::: Extract
# Where do you find white pants for shows?



## bradgoats

My daughter is looking for white pants, can anyone lead us in the right direction?


----------



## Jessica84

Around fair time the feed stores and western store carry them. Do you have a boot barn? That's where we get ours, you can also try Amazon


----------



## bradgoats

We will try boot barn! Thanks!


----------



## KW Farms

Wrangler Q-Baby


----------



## Goats Rock

PBS Livestock supply also sells white pants. They are kind of thin, so don't wear bright colored underwear!


----------



## goathiker

I need to figure out what to do about show pants for my husband. I see some men wearing black pants, is that actually proper? His goat is white.


----------



## KW Farms

You can get away with showing in black pants at most shows. I just wouldn't do that at nationals, but other than that...it's usually no big deal.
::::::
What is required:
In the show-pants thread, at which event does KW Farms advise against showing in black pants? Rely on the thread above alone.
::: Record excerpts
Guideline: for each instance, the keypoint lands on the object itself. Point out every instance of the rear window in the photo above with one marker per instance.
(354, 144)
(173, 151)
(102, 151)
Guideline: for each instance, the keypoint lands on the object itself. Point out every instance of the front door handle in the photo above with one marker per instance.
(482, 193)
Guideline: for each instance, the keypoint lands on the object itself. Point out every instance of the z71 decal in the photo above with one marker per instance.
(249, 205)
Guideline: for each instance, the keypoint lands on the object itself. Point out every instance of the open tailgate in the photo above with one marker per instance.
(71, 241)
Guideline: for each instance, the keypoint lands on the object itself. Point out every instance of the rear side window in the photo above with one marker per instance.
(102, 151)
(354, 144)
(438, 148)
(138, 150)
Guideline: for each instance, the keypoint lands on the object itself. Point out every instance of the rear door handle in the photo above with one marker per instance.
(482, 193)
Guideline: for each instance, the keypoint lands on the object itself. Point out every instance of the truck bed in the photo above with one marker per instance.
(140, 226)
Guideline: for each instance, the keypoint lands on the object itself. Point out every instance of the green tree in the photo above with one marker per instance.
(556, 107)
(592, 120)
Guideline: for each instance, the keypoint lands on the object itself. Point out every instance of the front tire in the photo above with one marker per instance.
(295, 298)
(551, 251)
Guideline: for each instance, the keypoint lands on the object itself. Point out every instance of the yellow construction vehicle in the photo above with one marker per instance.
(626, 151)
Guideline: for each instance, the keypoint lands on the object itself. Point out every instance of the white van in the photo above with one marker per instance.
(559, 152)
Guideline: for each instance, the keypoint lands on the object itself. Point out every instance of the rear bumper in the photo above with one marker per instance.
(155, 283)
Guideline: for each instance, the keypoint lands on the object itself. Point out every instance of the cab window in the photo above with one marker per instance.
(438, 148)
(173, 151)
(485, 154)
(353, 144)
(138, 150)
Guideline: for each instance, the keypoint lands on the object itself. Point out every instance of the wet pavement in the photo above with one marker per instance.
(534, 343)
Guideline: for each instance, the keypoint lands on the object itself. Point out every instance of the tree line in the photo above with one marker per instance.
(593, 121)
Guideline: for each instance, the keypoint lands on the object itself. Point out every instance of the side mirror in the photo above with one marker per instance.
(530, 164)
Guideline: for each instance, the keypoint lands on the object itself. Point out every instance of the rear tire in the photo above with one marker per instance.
::::::
The solution:
At nationals.